=== REQUIRED WORK ===
Copy out every line from the records that includes "crowd".

=== SOURCE DATA ===
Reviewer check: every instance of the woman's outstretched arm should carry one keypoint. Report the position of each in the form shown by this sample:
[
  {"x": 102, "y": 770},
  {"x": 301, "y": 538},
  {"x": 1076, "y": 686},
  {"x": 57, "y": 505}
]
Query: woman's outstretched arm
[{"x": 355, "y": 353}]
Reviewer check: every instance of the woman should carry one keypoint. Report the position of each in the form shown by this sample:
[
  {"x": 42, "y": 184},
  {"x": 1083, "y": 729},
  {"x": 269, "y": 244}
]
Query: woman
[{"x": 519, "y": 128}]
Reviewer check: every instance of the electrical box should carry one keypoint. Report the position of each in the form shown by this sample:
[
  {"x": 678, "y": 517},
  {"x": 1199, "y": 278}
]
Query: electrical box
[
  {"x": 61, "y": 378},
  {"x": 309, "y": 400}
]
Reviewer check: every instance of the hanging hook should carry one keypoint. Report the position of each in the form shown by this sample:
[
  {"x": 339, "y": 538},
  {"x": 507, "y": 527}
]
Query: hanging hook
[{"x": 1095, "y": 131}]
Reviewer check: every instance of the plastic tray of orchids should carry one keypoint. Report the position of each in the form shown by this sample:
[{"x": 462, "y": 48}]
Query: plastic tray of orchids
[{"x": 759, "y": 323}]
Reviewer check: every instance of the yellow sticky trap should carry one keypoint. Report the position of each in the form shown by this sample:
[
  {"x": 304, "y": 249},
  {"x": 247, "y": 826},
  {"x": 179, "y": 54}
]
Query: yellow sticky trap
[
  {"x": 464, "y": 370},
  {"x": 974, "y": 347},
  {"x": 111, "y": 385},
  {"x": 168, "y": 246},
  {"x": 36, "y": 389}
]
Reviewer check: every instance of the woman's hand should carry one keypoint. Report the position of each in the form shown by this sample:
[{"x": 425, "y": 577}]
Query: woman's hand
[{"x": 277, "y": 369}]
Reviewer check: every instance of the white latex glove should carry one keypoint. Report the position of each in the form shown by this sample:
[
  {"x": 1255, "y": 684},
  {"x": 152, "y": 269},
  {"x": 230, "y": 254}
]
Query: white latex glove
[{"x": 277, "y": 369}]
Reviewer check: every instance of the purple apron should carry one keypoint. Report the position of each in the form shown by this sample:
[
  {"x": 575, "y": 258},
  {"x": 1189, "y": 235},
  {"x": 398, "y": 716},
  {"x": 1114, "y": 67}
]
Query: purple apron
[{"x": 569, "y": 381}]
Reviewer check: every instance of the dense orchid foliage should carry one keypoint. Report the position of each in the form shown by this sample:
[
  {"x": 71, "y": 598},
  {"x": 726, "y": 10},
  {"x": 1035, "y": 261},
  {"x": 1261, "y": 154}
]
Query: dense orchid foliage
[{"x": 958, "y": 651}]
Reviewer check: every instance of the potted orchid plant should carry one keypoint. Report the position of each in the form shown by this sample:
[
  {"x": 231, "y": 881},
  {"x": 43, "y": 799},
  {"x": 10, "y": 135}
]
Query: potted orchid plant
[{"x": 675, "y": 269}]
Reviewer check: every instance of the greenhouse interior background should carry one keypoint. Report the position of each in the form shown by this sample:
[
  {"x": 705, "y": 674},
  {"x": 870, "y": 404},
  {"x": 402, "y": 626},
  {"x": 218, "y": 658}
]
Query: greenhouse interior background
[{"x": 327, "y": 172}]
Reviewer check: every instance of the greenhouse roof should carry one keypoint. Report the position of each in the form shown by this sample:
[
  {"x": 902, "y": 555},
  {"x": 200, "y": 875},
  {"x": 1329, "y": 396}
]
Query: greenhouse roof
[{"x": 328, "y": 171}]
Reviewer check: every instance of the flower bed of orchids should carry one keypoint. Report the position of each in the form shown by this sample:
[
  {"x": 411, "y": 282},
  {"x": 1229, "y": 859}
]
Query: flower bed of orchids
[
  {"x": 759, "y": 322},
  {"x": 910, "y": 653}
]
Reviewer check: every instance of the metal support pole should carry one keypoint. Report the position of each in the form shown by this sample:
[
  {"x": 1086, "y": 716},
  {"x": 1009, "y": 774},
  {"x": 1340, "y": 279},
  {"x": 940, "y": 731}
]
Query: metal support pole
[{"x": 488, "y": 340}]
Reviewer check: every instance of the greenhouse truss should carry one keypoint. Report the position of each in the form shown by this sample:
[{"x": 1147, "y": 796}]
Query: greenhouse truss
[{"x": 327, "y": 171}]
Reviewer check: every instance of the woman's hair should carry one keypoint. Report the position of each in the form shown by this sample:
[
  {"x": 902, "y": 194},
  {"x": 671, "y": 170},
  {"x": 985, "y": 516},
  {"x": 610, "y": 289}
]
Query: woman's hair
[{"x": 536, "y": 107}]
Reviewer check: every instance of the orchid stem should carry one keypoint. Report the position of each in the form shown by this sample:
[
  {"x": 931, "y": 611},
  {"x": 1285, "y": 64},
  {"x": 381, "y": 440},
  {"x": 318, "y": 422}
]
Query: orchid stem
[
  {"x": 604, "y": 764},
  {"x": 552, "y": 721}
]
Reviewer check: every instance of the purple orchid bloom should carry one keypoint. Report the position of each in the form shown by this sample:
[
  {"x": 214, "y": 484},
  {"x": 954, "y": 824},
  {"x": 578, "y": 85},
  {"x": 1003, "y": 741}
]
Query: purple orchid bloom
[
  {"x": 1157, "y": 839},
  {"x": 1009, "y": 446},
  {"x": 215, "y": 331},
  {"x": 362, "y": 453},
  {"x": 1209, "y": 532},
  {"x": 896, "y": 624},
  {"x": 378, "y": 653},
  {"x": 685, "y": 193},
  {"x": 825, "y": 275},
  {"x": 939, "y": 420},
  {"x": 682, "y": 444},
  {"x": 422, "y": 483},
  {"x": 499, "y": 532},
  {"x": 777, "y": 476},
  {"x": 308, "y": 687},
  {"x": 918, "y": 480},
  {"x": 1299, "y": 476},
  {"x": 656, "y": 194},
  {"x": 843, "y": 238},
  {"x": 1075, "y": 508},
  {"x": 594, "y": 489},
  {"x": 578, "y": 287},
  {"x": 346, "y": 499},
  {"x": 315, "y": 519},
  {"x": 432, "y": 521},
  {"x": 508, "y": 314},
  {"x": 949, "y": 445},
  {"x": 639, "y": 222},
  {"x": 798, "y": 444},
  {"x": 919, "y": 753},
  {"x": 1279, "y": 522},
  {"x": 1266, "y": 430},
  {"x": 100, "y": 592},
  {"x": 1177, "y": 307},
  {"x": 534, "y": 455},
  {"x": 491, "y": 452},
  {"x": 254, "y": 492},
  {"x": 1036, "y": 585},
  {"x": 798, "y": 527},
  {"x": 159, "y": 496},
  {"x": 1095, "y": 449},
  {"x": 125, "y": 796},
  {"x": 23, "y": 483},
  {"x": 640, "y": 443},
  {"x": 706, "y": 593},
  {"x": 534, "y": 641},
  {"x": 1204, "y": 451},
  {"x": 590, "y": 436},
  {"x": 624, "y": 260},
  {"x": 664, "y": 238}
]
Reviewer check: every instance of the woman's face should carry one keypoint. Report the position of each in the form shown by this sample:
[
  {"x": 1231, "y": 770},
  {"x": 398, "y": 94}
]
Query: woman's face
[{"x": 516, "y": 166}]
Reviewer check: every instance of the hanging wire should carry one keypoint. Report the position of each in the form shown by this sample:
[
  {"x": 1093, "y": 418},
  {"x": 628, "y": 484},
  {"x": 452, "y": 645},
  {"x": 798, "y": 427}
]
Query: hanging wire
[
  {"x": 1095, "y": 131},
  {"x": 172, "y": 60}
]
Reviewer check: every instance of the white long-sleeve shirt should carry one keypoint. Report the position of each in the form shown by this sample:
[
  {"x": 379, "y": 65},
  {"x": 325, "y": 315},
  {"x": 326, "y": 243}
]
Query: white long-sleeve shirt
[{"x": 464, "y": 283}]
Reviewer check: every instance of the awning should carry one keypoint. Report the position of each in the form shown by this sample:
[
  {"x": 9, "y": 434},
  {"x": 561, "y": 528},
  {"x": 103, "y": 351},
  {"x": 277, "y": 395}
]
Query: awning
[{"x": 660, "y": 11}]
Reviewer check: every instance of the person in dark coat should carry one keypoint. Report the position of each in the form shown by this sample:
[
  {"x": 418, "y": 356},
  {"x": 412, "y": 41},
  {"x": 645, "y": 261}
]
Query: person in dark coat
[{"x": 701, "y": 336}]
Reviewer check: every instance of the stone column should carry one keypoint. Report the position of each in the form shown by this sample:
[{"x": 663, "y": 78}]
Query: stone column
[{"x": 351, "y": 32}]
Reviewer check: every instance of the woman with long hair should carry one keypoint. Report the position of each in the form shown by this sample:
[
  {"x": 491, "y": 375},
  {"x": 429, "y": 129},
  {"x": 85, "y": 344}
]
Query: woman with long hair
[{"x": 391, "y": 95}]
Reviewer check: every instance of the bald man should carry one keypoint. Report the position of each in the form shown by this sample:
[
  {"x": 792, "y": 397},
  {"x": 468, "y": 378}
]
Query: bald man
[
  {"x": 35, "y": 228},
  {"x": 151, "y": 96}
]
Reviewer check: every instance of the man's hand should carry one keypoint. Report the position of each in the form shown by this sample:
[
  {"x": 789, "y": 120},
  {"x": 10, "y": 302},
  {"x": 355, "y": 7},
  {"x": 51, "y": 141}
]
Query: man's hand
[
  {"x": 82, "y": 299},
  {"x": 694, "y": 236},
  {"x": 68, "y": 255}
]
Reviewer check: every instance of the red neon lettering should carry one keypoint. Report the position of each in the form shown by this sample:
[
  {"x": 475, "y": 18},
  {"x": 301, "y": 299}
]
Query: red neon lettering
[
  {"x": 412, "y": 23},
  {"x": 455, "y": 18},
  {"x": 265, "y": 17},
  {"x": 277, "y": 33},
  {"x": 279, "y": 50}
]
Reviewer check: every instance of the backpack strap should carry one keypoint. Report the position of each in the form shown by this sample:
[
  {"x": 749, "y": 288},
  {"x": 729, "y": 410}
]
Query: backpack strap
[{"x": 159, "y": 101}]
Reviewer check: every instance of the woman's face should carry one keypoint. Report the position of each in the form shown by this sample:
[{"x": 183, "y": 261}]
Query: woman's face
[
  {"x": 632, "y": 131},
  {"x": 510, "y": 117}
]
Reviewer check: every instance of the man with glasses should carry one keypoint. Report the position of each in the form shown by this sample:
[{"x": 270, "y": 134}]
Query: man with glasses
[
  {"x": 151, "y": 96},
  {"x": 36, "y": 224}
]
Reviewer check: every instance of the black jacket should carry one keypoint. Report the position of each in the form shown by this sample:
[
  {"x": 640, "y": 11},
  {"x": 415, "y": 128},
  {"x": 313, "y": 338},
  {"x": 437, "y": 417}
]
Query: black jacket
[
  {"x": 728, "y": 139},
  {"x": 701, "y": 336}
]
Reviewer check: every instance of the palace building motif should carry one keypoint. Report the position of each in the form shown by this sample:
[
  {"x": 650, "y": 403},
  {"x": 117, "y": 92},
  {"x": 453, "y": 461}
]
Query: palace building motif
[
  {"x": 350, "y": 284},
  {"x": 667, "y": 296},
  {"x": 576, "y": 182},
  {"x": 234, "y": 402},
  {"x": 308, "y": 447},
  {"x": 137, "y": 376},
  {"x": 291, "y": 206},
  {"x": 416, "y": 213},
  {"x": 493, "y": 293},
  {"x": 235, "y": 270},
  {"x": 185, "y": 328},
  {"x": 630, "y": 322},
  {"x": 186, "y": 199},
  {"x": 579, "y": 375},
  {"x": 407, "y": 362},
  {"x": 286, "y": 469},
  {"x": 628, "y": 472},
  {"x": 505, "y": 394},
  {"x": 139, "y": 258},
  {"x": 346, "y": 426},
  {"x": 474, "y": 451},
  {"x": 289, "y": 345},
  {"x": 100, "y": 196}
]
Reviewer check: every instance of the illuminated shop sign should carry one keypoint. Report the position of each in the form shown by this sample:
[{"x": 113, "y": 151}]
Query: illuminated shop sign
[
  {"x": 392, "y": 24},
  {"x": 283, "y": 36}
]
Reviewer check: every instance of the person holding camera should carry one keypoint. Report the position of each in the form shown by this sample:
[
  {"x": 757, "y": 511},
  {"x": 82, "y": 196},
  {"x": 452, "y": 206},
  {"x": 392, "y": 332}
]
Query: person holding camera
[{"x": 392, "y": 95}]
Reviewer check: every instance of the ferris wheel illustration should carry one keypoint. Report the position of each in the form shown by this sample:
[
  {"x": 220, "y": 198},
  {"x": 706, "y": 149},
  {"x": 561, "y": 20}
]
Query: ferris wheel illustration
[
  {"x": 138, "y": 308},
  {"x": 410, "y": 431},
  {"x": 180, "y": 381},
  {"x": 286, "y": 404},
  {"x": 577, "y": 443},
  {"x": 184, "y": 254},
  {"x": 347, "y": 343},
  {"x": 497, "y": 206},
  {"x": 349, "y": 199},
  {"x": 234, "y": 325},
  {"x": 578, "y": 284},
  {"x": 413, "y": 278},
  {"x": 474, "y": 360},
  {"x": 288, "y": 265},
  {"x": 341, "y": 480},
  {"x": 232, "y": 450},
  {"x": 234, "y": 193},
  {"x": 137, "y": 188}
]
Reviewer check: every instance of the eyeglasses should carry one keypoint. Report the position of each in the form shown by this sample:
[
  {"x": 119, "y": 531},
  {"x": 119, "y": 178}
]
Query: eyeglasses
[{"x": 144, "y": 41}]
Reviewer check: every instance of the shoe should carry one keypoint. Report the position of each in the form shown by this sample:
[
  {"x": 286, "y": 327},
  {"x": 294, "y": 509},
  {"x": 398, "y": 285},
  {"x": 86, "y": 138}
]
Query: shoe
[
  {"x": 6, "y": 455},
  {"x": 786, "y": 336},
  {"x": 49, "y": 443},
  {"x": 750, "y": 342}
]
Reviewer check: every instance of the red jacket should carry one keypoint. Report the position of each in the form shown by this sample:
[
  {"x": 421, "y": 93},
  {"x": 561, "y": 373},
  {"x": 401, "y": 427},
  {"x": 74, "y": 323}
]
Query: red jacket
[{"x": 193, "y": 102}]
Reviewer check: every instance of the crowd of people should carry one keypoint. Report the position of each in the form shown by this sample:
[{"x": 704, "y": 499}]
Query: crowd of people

=== FINAL ANSWER ===
Reviewer check: every instance of the crowd of people should carry one keypoint. Report the position of each in the form shown by this sample:
Query: crowd of people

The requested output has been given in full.